(Dataset entries)
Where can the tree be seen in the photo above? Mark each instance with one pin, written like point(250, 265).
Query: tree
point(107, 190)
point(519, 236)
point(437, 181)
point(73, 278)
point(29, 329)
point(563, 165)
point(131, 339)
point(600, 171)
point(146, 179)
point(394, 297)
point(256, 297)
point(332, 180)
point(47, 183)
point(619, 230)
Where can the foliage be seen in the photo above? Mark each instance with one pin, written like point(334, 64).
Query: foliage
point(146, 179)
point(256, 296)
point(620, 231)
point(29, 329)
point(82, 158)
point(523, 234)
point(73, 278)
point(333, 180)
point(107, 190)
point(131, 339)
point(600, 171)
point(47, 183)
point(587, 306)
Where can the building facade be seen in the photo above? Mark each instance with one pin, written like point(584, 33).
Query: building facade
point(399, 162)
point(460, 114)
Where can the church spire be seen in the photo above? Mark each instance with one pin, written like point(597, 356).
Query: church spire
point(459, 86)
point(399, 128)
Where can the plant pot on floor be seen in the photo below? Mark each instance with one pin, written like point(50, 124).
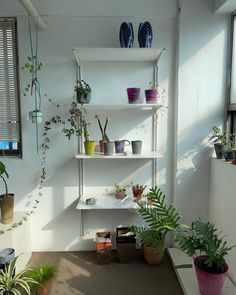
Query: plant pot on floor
point(89, 147)
point(7, 208)
point(209, 283)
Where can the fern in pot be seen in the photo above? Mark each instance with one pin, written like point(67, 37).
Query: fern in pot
point(160, 218)
point(204, 244)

--- Task directions ---
Retype all of the material above word for word, leaving out the pictures.

--- Solution to this task ---
Where can the tree be seen in the photo above? Mark each instance with one pin, written like point(250, 265).
Query: tree
point(107, 190)
point(519, 236)
point(437, 181)
point(73, 278)
point(29, 329)
point(563, 165)
point(131, 339)
point(600, 171)
point(146, 179)
point(394, 297)
point(256, 297)
point(332, 180)
point(47, 183)
point(619, 230)
Where can the foliage be seen in the photo above? Mark each instance with one pin, written like point(334, 64).
Query: foliage
point(146, 179)
point(256, 296)
point(620, 231)
point(29, 329)
point(82, 158)
point(523, 234)
point(73, 278)
point(333, 180)
point(107, 190)
point(131, 339)
point(600, 171)
point(47, 183)
point(587, 306)
Where can the building facade be seen in the photo above? Mark each instance with one pin, written like point(584, 33).
Query: building facade
point(399, 162)
point(460, 114)
Where can the church spire be seen in the photo above? Mark each instance with one pin, written like point(597, 356).
Query: church spire
point(459, 86)
point(399, 128)
Where can the plant pot on floor be seen in the photo below? Mark each instance with one pin, written like point(50, 124).
Query: plant pot on floor
point(89, 147)
point(7, 208)
point(209, 283)
Where can the fern in pot be seen in the photo above? Mark each instance with one pin, written like point(67, 37).
Query: fern in pot
point(160, 218)
point(204, 244)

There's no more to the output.